— Start of Listed records —

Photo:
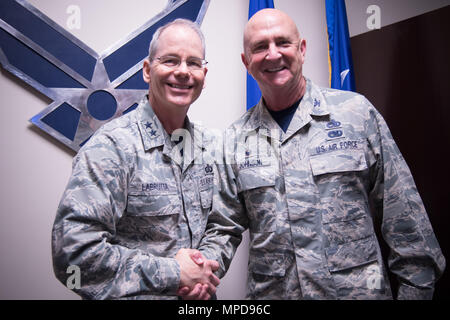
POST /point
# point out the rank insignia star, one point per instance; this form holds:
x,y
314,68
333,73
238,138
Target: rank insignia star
x,y
148,125
88,89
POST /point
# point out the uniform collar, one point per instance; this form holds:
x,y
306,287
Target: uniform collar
x,y
312,104
152,131
154,135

— End of Listed records —

# [Given request]
Reproduce every line of the records above verbatim, leaving out the pictures.

# [Task solution]
Photo:
POST /point
# point out the rank insignia star, one point per instance; this form holds:
x,y
314,68
333,73
238,138
Target: rank insignia star
x,y
148,125
88,89
POST /point
# point out the uniform collar, one point per instance; this form holds:
x,y
306,287
Target: uniform collar
x,y
312,104
152,131
154,135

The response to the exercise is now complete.